[RECORDS FOR THIS EXERCISE start]

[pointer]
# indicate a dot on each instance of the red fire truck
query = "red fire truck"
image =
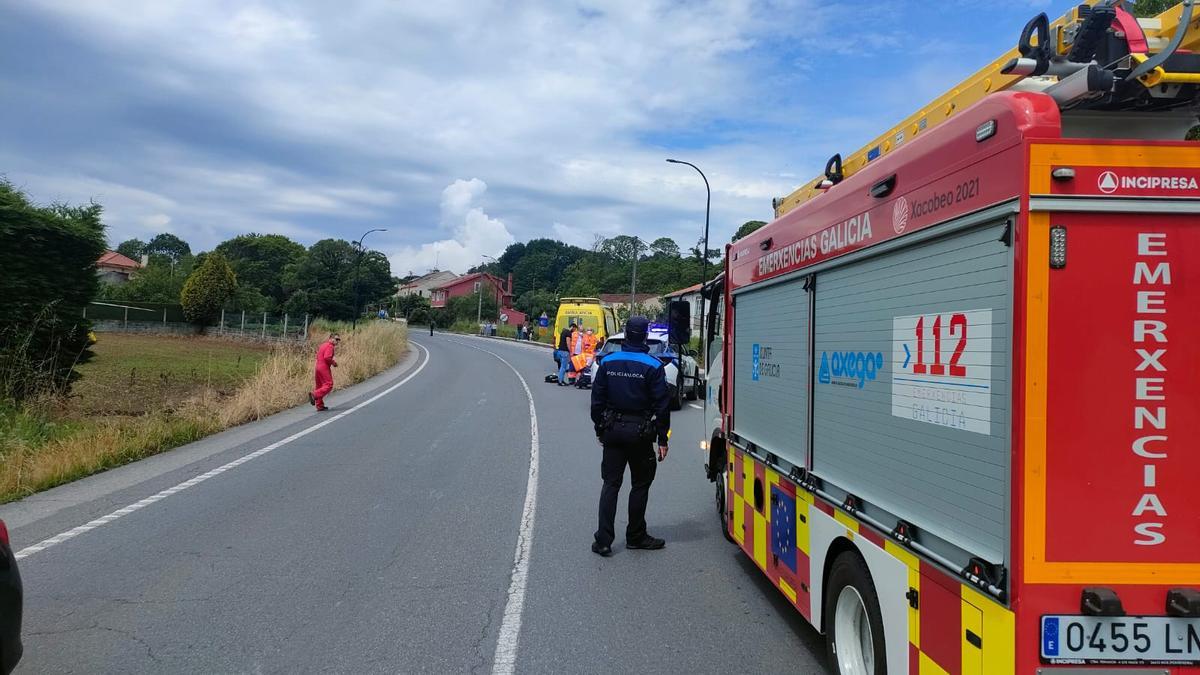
(959, 387)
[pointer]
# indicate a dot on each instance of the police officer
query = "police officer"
(630, 408)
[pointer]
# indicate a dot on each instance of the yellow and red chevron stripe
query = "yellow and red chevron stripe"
(954, 629)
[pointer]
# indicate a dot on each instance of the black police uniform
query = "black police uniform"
(630, 408)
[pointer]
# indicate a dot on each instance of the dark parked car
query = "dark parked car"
(10, 605)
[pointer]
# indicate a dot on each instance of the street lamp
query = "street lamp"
(357, 261)
(479, 308)
(703, 257)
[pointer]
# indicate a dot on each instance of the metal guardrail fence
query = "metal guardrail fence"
(159, 317)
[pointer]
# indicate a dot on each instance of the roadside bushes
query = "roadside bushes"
(208, 290)
(49, 275)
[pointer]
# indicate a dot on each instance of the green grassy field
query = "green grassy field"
(133, 375)
(144, 394)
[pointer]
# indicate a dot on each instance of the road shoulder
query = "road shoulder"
(47, 503)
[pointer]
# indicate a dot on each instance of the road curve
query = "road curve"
(384, 542)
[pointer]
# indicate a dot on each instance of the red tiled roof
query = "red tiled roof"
(622, 298)
(112, 258)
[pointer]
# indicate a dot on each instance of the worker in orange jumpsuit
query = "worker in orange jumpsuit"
(324, 375)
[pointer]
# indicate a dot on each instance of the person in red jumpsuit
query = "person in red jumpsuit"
(324, 376)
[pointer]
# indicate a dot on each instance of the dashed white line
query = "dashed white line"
(505, 658)
(197, 479)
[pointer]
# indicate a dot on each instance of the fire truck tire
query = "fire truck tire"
(723, 508)
(853, 621)
(676, 392)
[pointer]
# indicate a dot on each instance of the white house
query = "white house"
(423, 286)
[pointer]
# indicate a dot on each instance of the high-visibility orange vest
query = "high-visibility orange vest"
(581, 362)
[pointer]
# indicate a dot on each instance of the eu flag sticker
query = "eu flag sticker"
(1050, 635)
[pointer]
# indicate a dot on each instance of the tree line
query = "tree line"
(546, 269)
(256, 273)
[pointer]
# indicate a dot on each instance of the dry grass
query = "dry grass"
(285, 380)
(47, 448)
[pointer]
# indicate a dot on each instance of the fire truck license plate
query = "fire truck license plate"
(1120, 639)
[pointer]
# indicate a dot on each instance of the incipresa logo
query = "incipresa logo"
(1108, 183)
(900, 214)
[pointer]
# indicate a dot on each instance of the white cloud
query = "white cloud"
(475, 234)
(318, 119)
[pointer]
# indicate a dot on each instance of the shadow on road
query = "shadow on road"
(805, 633)
(684, 531)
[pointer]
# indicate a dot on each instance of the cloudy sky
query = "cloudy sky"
(460, 126)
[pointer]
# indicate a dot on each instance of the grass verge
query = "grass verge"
(143, 394)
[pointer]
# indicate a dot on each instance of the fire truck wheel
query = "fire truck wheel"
(723, 509)
(853, 621)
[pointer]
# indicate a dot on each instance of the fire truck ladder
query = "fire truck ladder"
(1097, 57)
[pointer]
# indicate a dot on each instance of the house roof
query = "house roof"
(112, 258)
(693, 288)
(469, 278)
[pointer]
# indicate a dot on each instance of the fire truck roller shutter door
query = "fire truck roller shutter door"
(772, 365)
(912, 386)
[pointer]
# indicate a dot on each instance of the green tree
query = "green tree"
(467, 308)
(747, 228)
(169, 246)
(154, 284)
(49, 256)
(413, 308)
(331, 274)
(208, 290)
(664, 248)
(259, 262)
(623, 248)
(534, 303)
(132, 249)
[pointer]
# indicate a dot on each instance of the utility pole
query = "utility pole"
(703, 256)
(357, 261)
(633, 282)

[RECORDS FOR THIS EXERCISE end]

# STATED GOAL
Copy the material above in full and exactly, skipping pictures.

# ANSWER
[pointer]
# indicate a dot on each instance of the red fire truck
query = "red fire truck"
image =
(959, 387)
[pointer]
# indicate a dot on each instance of the police officer
query = "police officer"
(630, 408)
[pointer]
# indicate a dot on each instance of the yellow and red chevron stripe
query = "yellow and red chevron stripe"
(954, 629)
[pointer]
# indicate a dot on each instance of the black police uniform
query = "black police uniform"
(630, 408)
[pointer]
# indicate a dot on each instance of the dark parked car
query = "dark parked car"
(10, 605)
[pointer]
# indicate a dot on each instance of the street lamp
query = "street lamp"
(357, 261)
(479, 308)
(703, 257)
[pointer]
# indicate a dot on each instance of the metal guardrail fence
query = "metal guardrail fence"
(159, 317)
[pointer]
# indicate a dot on each instance of the roadside bushes
query = "roadside bushes"
(208, 290)
(49, 275)
[pointer]
# indicate a dot on each instance of the green grassy field
query = "green grassy field"
(133, 375)
(144, 394)
[pointer]
# indicate a dot on each instance of the road shoulder
query = "road shoulder"
(47, 503)
[pointer]
# indicate a dot on each instance of the road curve
query = "road curve"
(384, 542)
[pointer]
# indicate a dot on each instance of the red tiled roof
query = "red tiled roof"
(622, 298)
(112, 258)
[pointer]
# indicate a dot on each instance of the worker in orange jumpsuit
query = "worker in orange jumpsuit"
(324, 375)
[pointer]
# indicate a dot on each instance of the person in red jumpsuit
query = "person in red jumpsuit"
(324, 376)
[pointer]
# indicate a dot on each instance of the dashed white line
query = "dashed white line"
(505, 658)
(197, 479)
[pointer]
# indicate a dot on each instance of the fire truck tire
query = "fire truck tire"
(723, 508)
(853, 621)
(676, 392)
[pointer]
# indicate a dot on each instance of the white house
query = "white house"
(423, 286)
[pointer]
# indicate a dot on each instance of the high-visibility orange vest
query = "high-visibility orange vest"
(581, 362)
[pointer]
# indicate a dot on each instance of the eu flag sticker
query = "eu flag sticker"
(1050, 635)
[pointer]
# indicate a dot on each instance of the tree line
query = "tree line"
(546, 269)
(256, 273)
[pointer]
# indicate a dot on each instance of the dry grass
query = "dry grass"
(285, 380)
(47, 448)
[pointer]
# indicate a dot on each instance of the fire truck license plate
query = "fire truck license plate"
(1120, 639)
[pointer]
# indicate a dot on each instance of the incipresa logo
query = "incipresa logo"
(1108, 183)
(900, 214)
[pointer]
# indicate a dot on each instance of the white cloud
query = "white cloud"
(475, 234)
(318, 119)
[pointer]
# indicate a dot on each instance of the shadow on road
query = "shadow on road"
(805, 633)
(684, 531)
[pointer]
# indicate a dot on each instance of the cloudy sky
query = "cloudy sky"
(460, 126)
[pointer]
# indicate a dot on each instance of the grass verge
query = "grass verge"
(143, 394)
[pointer]
# indicate a dot on each instance of the fire truck wheel
query = "fire truck wheel"
(723, 509)
(853, 621)
[pointer]
# indicate a dot on each instance of the fire truck ladder
query = "fire truck ladder"
(1097, 57)
[pointer]
# indicate a dot on each instance of the house roof
query = "house roof"
(112, 258)
(693, 288)
(469, 278)
[pointer]
# indicate a dot on each instance of the fire truck roller shutter door
query = "fire truck roller shutter door"
(772, 365)
(912, 386)
[pointer]
# indicate a dot on each instance of the green tree
query = "green tree"
(467, 308)
(747, 228)
(169, 246)
(154, 284)
(49, 256)
(413, 308)
(331, 274)
(208, 290)
(664, 248)
(259, 262)
(623, 248)
(534, 303)
(132, 249)
[pointer]
# indicate a dot on each instance of the utility pole
query = "utility pole"
(703, 256)
(357, 261)
(633, 282)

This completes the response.